> [Task to carry out]:
Reproduce verbatim the lines in the entries below, the stretch from the line containing "the blurred foliage?" through the line containing "169], [168, 107]]", with both of those lines included.

** START Data **

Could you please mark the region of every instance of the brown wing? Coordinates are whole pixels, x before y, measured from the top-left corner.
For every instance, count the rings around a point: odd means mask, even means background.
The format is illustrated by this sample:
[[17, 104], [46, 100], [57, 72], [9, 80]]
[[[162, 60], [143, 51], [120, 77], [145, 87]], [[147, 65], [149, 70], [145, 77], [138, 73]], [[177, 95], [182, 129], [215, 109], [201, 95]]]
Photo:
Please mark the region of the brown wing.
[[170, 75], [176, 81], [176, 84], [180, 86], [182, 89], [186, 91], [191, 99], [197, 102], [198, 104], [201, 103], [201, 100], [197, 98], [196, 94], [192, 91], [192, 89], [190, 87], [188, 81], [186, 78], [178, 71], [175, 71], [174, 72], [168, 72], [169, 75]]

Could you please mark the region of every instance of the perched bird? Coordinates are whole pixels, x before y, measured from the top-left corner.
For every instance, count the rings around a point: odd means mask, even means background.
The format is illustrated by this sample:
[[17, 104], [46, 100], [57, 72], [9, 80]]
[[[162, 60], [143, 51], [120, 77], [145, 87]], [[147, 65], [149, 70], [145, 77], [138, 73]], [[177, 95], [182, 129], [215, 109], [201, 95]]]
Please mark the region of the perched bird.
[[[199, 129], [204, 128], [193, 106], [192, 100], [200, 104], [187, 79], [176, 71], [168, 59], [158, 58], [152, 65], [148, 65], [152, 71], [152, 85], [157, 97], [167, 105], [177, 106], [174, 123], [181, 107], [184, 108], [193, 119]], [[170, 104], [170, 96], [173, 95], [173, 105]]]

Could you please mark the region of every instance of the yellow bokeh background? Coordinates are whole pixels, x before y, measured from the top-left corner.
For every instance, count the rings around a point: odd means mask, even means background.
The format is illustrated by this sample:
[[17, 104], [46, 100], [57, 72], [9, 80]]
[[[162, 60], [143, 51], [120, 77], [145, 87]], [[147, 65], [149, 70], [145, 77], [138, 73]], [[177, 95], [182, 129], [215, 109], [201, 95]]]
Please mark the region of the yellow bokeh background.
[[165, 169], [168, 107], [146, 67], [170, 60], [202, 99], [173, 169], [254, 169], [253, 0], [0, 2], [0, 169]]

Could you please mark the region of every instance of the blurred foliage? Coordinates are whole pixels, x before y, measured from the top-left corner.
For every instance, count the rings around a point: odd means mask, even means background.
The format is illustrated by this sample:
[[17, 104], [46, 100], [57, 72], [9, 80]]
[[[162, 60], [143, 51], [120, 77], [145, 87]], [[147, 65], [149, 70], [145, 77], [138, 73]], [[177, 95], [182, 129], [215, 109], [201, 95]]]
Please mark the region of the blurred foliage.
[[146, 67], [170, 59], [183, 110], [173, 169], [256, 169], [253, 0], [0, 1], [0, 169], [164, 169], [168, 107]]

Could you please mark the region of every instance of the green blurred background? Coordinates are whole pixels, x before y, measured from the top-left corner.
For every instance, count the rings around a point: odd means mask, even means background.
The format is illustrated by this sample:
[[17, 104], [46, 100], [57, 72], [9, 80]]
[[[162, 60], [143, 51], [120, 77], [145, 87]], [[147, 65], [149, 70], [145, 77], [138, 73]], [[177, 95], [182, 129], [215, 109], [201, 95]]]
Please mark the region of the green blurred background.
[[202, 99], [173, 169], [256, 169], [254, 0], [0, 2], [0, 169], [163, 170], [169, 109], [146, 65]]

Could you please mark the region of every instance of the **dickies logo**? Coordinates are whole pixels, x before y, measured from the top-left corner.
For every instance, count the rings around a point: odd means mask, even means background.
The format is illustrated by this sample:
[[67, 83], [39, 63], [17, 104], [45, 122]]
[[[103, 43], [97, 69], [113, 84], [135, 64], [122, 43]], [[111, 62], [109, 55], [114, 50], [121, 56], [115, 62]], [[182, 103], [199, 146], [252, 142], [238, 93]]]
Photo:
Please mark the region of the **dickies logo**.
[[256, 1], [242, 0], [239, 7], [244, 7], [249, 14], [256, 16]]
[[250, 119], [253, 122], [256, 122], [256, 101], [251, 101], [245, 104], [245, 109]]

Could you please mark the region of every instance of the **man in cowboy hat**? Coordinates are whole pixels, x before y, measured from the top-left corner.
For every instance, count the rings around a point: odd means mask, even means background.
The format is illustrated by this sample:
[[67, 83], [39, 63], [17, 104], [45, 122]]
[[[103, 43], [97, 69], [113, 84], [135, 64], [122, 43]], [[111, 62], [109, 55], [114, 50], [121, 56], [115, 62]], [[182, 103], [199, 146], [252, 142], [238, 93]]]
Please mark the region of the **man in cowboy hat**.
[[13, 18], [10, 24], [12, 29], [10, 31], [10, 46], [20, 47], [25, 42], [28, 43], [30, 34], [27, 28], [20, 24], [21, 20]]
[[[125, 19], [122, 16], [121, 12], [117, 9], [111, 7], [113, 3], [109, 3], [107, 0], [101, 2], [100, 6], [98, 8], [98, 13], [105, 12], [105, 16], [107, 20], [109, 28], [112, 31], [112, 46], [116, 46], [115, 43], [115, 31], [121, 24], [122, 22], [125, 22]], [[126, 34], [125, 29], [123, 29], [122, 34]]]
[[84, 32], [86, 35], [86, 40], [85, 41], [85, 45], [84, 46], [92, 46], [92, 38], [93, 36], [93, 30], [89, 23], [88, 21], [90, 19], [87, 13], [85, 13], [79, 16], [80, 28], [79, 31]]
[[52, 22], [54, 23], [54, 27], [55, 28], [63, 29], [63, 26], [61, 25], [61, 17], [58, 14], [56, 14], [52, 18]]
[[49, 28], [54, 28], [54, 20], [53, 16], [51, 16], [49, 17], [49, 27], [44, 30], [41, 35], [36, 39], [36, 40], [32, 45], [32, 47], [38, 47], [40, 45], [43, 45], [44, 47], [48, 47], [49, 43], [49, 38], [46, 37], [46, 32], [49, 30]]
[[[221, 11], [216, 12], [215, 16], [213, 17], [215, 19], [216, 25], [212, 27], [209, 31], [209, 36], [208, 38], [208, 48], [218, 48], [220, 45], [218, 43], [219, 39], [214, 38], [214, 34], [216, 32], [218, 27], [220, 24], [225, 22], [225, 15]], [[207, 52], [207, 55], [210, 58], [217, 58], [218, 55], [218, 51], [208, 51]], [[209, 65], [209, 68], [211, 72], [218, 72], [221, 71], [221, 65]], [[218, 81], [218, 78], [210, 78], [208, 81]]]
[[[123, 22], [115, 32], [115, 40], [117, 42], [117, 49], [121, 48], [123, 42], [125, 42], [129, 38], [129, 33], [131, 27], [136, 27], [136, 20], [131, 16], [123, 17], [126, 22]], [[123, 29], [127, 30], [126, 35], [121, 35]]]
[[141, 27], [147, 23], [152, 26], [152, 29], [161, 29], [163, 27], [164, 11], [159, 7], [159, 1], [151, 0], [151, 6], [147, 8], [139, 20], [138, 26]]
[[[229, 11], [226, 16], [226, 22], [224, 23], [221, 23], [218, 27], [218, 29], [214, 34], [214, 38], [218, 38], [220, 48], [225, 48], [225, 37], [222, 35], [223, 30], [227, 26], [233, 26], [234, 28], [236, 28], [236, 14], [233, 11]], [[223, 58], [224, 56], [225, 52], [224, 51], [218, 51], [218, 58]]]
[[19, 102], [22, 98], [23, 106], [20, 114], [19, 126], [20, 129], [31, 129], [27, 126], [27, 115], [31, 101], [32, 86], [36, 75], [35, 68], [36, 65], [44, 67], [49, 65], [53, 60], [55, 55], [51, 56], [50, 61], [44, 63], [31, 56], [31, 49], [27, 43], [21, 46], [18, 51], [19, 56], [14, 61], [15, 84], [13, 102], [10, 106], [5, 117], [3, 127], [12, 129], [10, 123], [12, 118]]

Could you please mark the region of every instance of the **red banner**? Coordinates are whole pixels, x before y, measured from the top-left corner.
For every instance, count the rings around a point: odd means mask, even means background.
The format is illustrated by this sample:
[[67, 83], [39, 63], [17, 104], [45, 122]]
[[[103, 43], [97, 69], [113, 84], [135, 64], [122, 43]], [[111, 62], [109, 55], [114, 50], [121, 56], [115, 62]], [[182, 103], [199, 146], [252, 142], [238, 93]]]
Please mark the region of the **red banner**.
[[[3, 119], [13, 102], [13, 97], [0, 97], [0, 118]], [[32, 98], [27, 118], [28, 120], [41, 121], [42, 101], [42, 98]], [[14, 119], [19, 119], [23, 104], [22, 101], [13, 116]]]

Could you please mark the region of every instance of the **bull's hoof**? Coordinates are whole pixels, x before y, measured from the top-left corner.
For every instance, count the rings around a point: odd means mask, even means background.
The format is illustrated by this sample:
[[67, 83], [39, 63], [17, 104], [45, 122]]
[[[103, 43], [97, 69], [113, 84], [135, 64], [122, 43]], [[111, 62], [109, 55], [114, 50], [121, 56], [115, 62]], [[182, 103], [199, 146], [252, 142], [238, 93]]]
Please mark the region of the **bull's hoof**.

** END Data **

> [Completed task]:
Could you please mark the region of every instance of the blurred foliage? Coordinates are whole pixels, x before y, measured from the top-left corner.
For every instance, count the rings around a point: odd means mask, even means background.
The format is illustrated by this sample:
[[17, 104], [46, 100], [57, 72], [9, 80]]
[[[162, 60], [143, 51], [120, 77], [145, 87]], [[147, 65], [149, 70], [145, 77], [138, 73]], [[177, 95], [182, 129], [215, 109], [201, 95]]]
Please mark the region of the blurred foliage.
[[146, 67], [170, 59], [183, 110], [173, 169], [256, 169], [253, 0], [0, 1], [0, 169], [164, 169], [168, 107]]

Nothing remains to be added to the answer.